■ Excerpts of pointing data
★ ★ ★ ★ ★

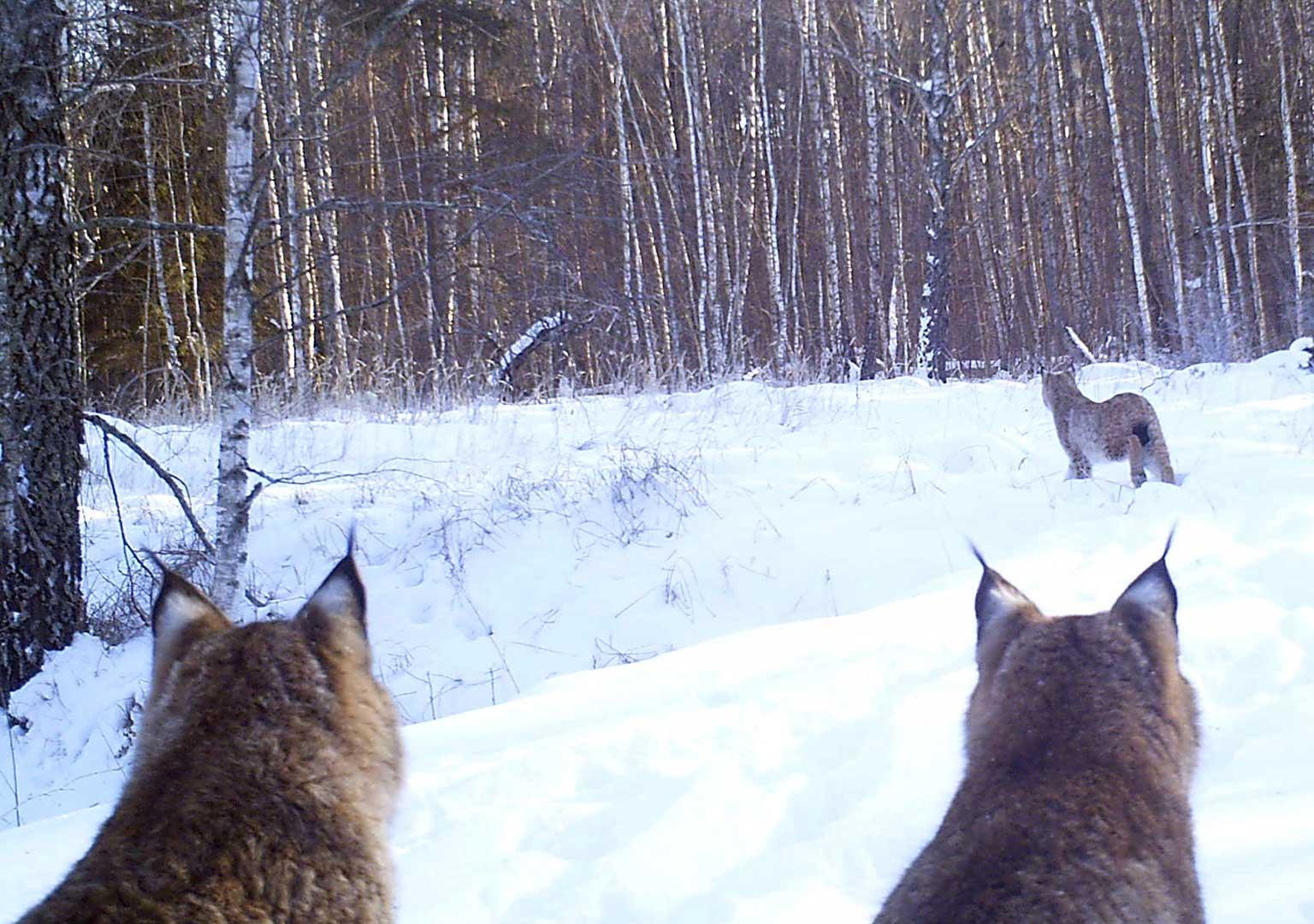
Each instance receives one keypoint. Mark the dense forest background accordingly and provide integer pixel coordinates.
(673, 189)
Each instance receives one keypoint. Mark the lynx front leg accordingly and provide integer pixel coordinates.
(1135, 455)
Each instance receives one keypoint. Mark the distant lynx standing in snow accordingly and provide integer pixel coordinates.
(1122, 428)
(264, 776)
(1081, 739)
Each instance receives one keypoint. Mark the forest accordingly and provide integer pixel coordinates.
(673, 191)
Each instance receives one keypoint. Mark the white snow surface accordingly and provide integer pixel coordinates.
(794, 561)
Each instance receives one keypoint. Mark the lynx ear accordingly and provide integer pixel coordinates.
(1002, 610)
(1151, 597)
(181, 617)
(334, 617)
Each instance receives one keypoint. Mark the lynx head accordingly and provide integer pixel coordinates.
(1081, 690)
(303, 683)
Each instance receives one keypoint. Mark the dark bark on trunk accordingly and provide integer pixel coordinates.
(41, 392)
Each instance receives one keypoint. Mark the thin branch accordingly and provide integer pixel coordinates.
(174, 483)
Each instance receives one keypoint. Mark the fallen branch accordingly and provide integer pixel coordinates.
(544, 330)
(174, 483)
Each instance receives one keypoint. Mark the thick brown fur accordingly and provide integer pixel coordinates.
(1122, 428)
(263, 781)
(1081, 739)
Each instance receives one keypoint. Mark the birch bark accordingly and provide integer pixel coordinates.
(240, 196)
(1120, 161)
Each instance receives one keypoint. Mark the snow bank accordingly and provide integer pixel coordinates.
(787, 760)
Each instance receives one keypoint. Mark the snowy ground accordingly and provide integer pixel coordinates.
(803, 549)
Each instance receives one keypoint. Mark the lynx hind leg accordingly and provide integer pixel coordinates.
(1079, 467)
(1135, 455)
(1159, 463)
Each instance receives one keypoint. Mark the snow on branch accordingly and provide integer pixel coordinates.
(544, 330)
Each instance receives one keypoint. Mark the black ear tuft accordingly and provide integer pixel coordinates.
(1151, 595)
(342, 593)
(997, 598)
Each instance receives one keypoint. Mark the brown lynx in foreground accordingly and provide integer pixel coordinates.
(1122, 428)
(1081, 740)
(264, 777)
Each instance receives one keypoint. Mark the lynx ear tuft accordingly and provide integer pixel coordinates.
(342, 595)
(997, 598)
(181, 617)
(1151, 595)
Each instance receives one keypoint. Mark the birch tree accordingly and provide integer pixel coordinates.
(1120, 159)
(41, 603)
(234, 391)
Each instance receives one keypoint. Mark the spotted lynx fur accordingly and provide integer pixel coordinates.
(1081, 740)
(263, 779)
(1122, 428)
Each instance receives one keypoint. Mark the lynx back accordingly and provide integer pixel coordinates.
(1122, 428)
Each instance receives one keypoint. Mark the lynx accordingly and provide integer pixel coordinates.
(1122, 428)
(1081, 739)
(264, 776)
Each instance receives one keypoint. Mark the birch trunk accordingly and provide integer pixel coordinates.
(323, 188)
(299, 338)
(1167, 193)
(1228, 102)
(1120, 161)
(1216, 233)
(628, 272)
(705, 276)
(171, 363)
(874, 350)
(823, 147)
(770, 188)
(240, 195)
(936, 104)
(1293, 203)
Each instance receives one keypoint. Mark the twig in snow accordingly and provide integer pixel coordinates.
(175, 485)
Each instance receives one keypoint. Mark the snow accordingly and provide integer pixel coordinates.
(798, 559)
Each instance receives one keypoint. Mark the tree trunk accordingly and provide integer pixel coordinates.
(1167, 193)
(1120, 161)
(1293, 208)
(41, 392)
(171, 362)
(936, 104)
(240, 196)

★ ★ ★ ★ ★

■ WHAT THE TASK REQUIRES
Can you copy out, word for word, the rows from the line with "Each instance receives one keypoint. Mark the thick" up to and including the line with "(1159, 463)"?

■ FINAL RESULT
Each instance receives one keypoint. Mark the thick brown fur accordingly and provide integer pixel coordinates.
(1122, 428)
(263, 781)
(1081, 739)
Each instance receives one keypoint. Mark the birch bark accordingly and provide integer pixel coordinates.
(240, 196)
(1120, 161)
Each instance receives one keypoint. Mark the snow bank accordingly and provide integer pixel coordinates.
(787, 760)
Each instance receives one keypoint. Mark the snowy ground accordingly and provide integer pixel coordinates.
(803, 549)
Each instance receives one keypoint. Mark the lynx hind leg accordingly and provide integer pixel coordinates.
(1079, 467)
(1135, 455)
(1159, 463)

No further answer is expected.